----- Study text

Midlands and North West ‘will overtake London for house price growth since 2010’

Midlands and North West ‘will overtake London for house price growth since 2010’

The Midlands and the North West of England are poised to out-perform London for cumulative percentage house price growth since prices reached a low point after the 2008 financial crash, according to a housing market forecast.

Overall, house prices are expected to record “modest” percentage growth next year, rising by 2.5% annually across Britain in the fourth quarter of 2026, according to Hamptons.

But price growth in London is expected to be flat, with a 0.0% annual change in the fourth quarter of 2026 as the market digests tax changes, the property firm said.

It expects to see small price falls in the £1.9 million-plus house price bracket, which it said is likely to be offset by price growth in the mainstream market.

In the Budget, the Government announced a high value council tax surcharge in England on homes above £2 million from April 2028.

There will be four price bands with the surcharge starting at £2,500-a-year for properties worth more than £2 million, and rising to £7,500 for properties worth more than £5 million.

Prime country markets saw strong house price growth following the coronavirus pandemic, during the “race for space”.

But Hamptons said that properties above the £2 million mark “could see around a 5% price correction, but this is expected to be a one-off adjustment rather than a prolonged decline, as markets absorb the change and stabilise”.

It said: “Tax policy is increasingly acting as a levelling-up mechanism, limiting recovery in higher-value markets in London and the South.”

----------
----- Input data

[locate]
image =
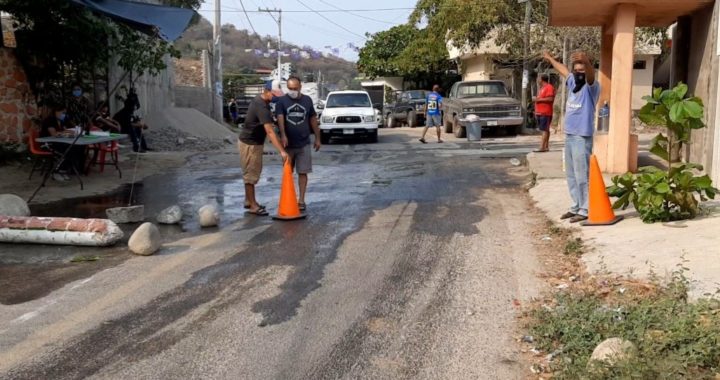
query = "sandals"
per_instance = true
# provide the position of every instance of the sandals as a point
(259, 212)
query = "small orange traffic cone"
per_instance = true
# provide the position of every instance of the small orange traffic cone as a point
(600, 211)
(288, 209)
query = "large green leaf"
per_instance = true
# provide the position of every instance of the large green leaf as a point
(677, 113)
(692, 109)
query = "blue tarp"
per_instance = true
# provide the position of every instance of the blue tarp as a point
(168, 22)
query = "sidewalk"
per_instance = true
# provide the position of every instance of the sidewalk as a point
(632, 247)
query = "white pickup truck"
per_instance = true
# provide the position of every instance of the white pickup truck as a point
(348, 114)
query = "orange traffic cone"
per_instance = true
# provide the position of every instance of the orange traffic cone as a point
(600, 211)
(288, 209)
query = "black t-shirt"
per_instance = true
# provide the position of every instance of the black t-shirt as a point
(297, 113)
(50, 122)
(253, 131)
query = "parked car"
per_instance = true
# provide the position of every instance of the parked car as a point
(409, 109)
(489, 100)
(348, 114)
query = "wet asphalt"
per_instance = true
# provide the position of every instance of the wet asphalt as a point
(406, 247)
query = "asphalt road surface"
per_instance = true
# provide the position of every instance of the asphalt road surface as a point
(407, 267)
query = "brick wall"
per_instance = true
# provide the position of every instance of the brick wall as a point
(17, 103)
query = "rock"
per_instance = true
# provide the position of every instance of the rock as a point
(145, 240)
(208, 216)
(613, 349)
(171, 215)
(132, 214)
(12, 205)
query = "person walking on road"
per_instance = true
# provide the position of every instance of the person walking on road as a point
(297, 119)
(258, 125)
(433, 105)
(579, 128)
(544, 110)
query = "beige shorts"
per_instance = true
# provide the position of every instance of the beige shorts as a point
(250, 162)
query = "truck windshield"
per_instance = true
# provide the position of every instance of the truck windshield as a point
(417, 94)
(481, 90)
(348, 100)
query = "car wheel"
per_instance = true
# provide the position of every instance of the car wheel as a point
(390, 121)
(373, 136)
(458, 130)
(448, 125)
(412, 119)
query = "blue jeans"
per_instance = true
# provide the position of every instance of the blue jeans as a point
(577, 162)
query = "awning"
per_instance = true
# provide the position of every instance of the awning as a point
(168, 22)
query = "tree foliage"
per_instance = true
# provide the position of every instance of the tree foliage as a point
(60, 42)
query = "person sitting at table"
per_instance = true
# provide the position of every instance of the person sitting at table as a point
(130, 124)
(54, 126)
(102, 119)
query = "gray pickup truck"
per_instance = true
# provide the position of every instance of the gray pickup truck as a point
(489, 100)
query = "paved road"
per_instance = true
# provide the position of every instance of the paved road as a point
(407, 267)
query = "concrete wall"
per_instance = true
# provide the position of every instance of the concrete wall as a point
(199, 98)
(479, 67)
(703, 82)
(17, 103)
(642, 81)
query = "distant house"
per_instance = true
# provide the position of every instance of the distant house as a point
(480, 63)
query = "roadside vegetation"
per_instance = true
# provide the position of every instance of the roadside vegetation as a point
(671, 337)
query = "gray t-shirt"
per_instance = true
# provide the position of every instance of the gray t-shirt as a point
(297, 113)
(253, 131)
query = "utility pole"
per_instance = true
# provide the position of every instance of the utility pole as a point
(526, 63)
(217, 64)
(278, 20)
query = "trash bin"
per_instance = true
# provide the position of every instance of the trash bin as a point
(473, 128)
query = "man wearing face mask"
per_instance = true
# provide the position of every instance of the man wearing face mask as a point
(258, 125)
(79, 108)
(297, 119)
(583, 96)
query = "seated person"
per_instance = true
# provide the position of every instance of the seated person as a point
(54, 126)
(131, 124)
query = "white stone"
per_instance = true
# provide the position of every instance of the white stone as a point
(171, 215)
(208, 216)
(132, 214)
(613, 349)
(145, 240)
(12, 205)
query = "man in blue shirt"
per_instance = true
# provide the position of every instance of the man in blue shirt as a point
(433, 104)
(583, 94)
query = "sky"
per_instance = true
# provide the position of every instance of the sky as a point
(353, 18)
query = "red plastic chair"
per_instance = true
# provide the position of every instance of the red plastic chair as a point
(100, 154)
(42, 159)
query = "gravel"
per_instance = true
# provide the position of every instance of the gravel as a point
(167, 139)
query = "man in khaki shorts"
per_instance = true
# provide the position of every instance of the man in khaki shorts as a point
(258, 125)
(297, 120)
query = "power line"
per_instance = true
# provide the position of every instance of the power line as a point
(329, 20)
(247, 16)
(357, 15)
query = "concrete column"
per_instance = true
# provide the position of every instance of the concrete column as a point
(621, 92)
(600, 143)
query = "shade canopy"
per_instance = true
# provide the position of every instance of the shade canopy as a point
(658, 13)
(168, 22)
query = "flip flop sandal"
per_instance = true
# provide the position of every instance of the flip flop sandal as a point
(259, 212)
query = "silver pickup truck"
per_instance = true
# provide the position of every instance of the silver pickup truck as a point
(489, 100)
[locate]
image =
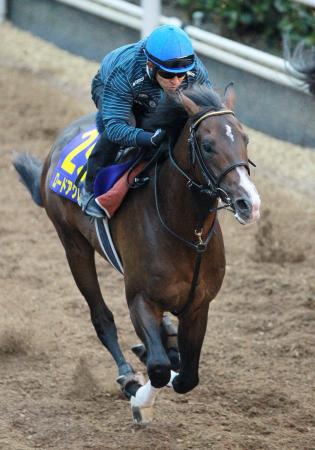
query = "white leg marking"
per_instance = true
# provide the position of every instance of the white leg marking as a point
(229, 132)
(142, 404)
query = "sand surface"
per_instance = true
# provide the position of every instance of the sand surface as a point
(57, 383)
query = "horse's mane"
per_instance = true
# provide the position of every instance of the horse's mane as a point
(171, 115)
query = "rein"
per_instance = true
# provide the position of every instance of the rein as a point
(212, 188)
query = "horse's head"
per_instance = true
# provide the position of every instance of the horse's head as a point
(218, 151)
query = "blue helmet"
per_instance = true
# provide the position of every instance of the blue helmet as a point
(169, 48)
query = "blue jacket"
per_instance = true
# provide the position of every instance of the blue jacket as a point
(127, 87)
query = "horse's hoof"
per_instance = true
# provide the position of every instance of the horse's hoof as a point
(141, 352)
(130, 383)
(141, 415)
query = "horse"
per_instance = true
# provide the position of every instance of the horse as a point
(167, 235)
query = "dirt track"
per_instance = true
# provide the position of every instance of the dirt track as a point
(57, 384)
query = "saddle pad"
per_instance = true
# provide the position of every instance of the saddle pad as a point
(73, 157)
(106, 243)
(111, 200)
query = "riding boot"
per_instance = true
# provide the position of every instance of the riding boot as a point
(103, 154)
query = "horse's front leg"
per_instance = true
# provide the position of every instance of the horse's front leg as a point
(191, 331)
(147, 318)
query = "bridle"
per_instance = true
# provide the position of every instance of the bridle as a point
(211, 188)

----------
----- Input data

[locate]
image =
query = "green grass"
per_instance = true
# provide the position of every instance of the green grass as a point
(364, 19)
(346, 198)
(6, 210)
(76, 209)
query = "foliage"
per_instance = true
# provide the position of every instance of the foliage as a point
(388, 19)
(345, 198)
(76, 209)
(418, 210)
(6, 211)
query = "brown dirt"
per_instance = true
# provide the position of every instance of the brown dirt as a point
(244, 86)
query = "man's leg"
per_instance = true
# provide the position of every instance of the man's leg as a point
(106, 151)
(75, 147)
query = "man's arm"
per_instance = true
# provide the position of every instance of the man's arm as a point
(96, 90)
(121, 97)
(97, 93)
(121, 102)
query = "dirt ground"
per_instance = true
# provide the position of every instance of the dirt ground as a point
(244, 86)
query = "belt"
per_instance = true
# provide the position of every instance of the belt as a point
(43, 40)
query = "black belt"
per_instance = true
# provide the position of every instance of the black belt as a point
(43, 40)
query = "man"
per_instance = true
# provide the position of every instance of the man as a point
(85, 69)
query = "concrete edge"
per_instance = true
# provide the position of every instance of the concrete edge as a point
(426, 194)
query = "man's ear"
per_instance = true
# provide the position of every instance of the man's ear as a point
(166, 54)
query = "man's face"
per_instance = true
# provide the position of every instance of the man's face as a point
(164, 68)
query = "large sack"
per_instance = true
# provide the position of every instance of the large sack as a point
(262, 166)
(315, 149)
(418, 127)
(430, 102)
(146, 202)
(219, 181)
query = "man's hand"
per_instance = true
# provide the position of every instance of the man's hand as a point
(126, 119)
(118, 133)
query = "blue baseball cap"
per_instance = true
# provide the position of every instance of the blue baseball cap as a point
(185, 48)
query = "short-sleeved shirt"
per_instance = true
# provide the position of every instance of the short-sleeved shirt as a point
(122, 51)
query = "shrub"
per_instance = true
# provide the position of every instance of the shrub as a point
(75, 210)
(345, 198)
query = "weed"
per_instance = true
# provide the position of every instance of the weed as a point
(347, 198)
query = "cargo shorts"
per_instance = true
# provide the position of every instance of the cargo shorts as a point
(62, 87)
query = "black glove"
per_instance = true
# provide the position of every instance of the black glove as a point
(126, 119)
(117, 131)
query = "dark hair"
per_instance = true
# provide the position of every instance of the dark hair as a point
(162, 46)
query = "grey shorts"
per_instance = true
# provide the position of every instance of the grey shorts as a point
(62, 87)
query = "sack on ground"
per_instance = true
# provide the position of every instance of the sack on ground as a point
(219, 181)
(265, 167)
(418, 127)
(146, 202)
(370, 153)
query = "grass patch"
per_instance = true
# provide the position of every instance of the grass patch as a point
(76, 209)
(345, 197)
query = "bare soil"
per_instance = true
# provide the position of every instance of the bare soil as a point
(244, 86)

----------
----- Input data

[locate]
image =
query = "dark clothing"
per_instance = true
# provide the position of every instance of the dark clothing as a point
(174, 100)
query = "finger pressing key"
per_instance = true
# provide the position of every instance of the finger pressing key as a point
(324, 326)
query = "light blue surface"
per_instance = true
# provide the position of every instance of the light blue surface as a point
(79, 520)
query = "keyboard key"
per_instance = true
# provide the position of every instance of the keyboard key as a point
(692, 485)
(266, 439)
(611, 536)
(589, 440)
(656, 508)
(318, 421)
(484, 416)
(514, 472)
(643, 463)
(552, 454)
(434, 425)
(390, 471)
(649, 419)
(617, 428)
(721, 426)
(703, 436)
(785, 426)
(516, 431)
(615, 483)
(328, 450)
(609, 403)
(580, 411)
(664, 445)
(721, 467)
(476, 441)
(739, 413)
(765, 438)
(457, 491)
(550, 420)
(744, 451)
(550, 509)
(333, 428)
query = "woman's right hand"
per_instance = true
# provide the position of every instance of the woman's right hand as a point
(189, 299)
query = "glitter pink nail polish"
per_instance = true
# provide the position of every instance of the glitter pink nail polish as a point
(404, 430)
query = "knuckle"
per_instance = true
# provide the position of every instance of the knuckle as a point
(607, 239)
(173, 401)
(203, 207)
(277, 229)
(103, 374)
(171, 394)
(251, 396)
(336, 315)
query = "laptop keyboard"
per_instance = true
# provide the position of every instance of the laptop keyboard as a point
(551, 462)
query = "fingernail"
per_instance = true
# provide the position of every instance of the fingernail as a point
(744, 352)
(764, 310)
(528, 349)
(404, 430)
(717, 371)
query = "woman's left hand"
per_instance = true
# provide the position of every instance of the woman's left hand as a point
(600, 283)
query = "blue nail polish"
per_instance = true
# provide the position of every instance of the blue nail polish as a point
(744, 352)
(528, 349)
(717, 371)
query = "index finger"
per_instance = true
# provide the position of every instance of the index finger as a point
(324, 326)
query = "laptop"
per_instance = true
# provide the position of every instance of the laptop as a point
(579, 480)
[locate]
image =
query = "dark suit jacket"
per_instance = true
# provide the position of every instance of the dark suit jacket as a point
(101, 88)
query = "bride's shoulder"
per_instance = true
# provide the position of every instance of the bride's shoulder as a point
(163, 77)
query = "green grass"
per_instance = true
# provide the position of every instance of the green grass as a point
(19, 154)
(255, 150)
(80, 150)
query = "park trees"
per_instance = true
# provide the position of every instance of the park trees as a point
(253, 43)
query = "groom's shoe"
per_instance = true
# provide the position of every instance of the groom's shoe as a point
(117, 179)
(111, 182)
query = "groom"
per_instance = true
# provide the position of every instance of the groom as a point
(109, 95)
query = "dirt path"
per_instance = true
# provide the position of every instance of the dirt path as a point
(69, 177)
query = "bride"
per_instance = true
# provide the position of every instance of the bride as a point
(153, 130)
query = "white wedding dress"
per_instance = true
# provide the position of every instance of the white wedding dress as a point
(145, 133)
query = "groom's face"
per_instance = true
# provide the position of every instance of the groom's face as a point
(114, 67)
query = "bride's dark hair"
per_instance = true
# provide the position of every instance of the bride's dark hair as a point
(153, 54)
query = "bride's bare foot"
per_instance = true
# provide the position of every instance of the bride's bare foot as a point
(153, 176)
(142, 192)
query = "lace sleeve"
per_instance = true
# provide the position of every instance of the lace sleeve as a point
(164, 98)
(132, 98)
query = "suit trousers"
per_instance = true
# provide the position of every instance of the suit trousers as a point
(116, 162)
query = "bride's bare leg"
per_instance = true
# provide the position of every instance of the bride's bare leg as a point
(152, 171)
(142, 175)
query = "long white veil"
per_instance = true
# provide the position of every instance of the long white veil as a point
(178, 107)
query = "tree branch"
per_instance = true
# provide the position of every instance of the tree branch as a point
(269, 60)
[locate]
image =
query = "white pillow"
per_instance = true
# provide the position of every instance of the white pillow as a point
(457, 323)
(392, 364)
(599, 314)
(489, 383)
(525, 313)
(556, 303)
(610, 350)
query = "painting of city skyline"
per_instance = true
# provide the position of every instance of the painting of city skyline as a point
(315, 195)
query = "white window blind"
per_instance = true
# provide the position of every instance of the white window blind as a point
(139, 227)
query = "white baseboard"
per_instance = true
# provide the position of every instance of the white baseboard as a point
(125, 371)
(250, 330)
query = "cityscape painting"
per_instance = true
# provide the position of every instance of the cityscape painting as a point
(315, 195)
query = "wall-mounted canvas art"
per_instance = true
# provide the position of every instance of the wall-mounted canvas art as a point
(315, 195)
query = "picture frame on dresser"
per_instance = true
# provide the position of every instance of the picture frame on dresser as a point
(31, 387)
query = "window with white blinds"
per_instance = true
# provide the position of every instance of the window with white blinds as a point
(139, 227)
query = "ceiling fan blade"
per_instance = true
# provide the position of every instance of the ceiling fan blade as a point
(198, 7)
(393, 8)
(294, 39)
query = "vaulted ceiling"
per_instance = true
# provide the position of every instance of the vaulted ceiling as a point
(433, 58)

----------

Activities:
1. Return the house price article from "Overall, house prices" to "than £5 million.".
2. List each distinct sum of money in pounds that the house price article mentions.
3. Write what comes next in the house price article, picking up after its final sentence.
The rows come from a different source than the house price article.

Responses to the exercise:
1.
Overall, house prices are expected to record “modest” percentage growth next year, rising by 2.5% annually across Britain in the fourth quarter of 2026, according to Hamptons.

But price growth in London is expected to be flat, with a 0.0% annual change in the fourth quarter of 2026 as the market digests tax changes, the property firm said.

It expects to see small price falls in the £1.9 million-plus house price bracket, which it said is likely to be offset by price growth in the mainstream market.

In the Budget, the Government announced a high value council tax surcharge in England on homes above £2 million from April 2028.

There will be four price bands with the surcharge starting at £2,500-a-year for properties worth more than £2 million, and rising to £7,500 for properties worth more than £5 million.

2.
£1.9 million
£2 million
£2,500
£7,500
£5 million

3.
Hamptons said that home sales volumes are forecast to remain steady at 1.15 million in 2026, with affordability improvements offsetting economic and tax headwinds.

The report said that, while London has historically been the “safe bet” for long-term price growth, the picture is changing.

Since the fourth quarter of 2010, when the market “bottomed out”, house prices in London have risen by 84%, outperforming the average across Britain of 74%, Hamptons said.

But it said next year could mark a “turning point”.

Hamptons said the East Midlands is forecast to overtake London in cumulative growth next year, with the North West and West Midlands following by the end of 2027.

By 2028, Hamptons expects house prices across Britain to have risen by 84% since 2010.

The East Midlands will be the “top performer” over the period (with 94% growth), followed by the West Midlands (90%) and the North West (88%), the report predicted.

London is expected to record average house price growth of 84% over the same period – in line with the average across Britain – and the expected shift reflects stronger affordability and economic resilience in some other regions compared with London – Hamptons said.

While London is expected to be pushed into fourth place in terms of percentage price growth, in cash terms house prices are still higher in London than in other regions in the UK.

This means that the average value of a property in London will still have surged by £257,000 between the fourth quarter of 2010 and the fourth quarter of 2028, according to the forecast.

Aneisha Beveridge, head of research, at Hamptons, said: “Inflation is easing, mortgage rates are falling, and affordability is improving, which should support modest price growth next year.

“But it’s hard to ignore the growing drag of taxation and politics.

“London, which historically leads recoveries, is being held back by higher stamp duty and broader tax anxieties, locking some owners into their homes and others out of buying them.

“The next phase of the cycle will be shaped less by discretionary moves and more by pragmatism – with policy playing an increasingly central role in determining who moves, when, and where.

“At the same time, the balance of power is shifting: the Midlands is forecast to have seen more price growth than London since prices bottomed out after the 2008 financial crash.”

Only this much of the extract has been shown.